I would love to implement a sound module with pwm input to control the pitch of a sound sample. Sample could be engine sound, general machinery etc... I'm pretty confident that I can manage all the other aspects of this build but this crucial part, the sound pitch is missing. Any help?

-Jani
 
Last edited:
Currently this only exists in the waveform synth object, where you can load an arbitrary waveform. It's your responsibility to make sure the data you load is bandwidth limited, for however much you intend to speed it up, so you don't get horribly aliasing.

If you can create 256 sample waveforms, with appropriate bandwidth limiting, this should work great for basic waveform pitch shifting.

Implementing a more complete SoundFont player is on the development roadmap.

http://www.pjrc.com/teensy/td_libs_AudioRoadmap.html
 
I would love to implement a sound module with pwm input to control the pitch of a sound sample. Sample could be engine sound, general machinery etc... I'm pretty confident that I can manage all the other aspects of this build but this crucial part, the sound pitch is missing.

i'm assuming you're having in mind .wav files? at any rate, as was mentioned, that's not possible atm.

if by "control[ing] the pitch" you were thinking "varispeed", that'll probably happen sooner or later. if you actually meant pitch "shifting" -- unlikely, at least that's an entirely different ballpark. one standard way of doing it involves an FFT and iFFT, and that's probably not doable, at least it doesn't sound trivial (from said roadmap: "The 1024 point FFT consumes 52% CPU time on 1 of every 4 audio updates. On the other 3 of 4 updates, it merely stores the incoming audio, to be analyzed on the 4th update." )

Information shown

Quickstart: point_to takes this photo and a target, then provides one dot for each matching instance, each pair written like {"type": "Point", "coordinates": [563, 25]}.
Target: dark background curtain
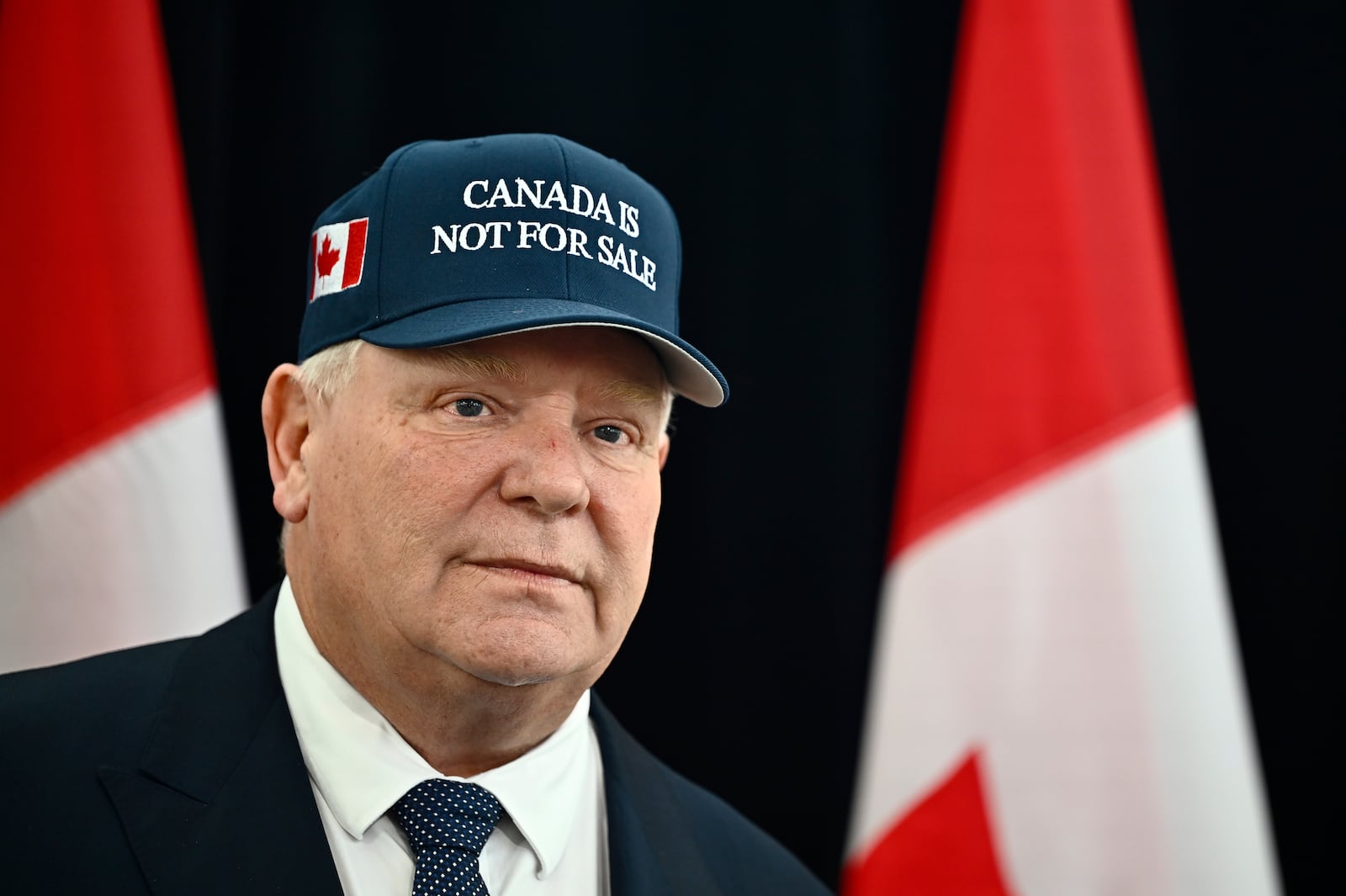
{"type": "Point", "coordinates": [798, 144]}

Exercises to complete
a. Using the thread above about controlling the pitch of a sound sample, explain in one to three sentences why data loaded into the waveform synth object must be bandwidth limited.
b. Write the next part of the thread about controlling a sound sample's pitch, starting after its final sentence.

Answers to the exercises
a. The data has to be bandwidth limited for however much it will be sped up. Otherwise, speeding it up produces severe aliasing.

b.
i'm guessing SoundFont is more suitable in this context than trying to do it real time (though using them seems tedious, and it'll be limited to midi pitches) - which editor are you having in mind though, paul? swami?

the roadmap also mentions wavetable synthesis -- is this going to be a separate development? ie support of complex/bandlimited wavetables (rather than single cycle?) if so, which format were you aiming at?

i'm asking because of, well, editors - there doesn't seem to be one that's both decent and cross platform. what seems to be the most active / fully featured one unfortunately is windows only (though playing ok with wine); it supports a great many formats: classic .WT (terratec komplexer), .WAV (composite/with loop points), transwave (ensoniq), .SYX (blofeld), .WTX (PPG) etc -- http://www.youtube.com/watch?v=Pifmp8wqeEQ
 
The sample would be in wav format (can be something else but lets go with this for now). I believe the technique is called pitch shifting (like Paul noticed) and there are some good (and bit too complex for me) articles on the net with the required math. Many sites seem to refer to this one: http://www.guitarpitchshifter.com/pitchshifting.html . FFT is the beast that one needs to tacle on this it seems.

That idea with a list of x-number of samples from the same sources but pre-shifted with a computer seems doable... Something I have to try... Only thing is that the clips need to blend nicely when changing from one to another and there should be no "clips, chirps" etc. when looping the selected sample... Seems a lot of work to prepare everything thus making the math solution much more desirable. That is if it doable at all. :)
 
Only thing is that the clips need to blend nicely when changing from one to another and there should be no "clips, chirps" etc. when looping the selected sample...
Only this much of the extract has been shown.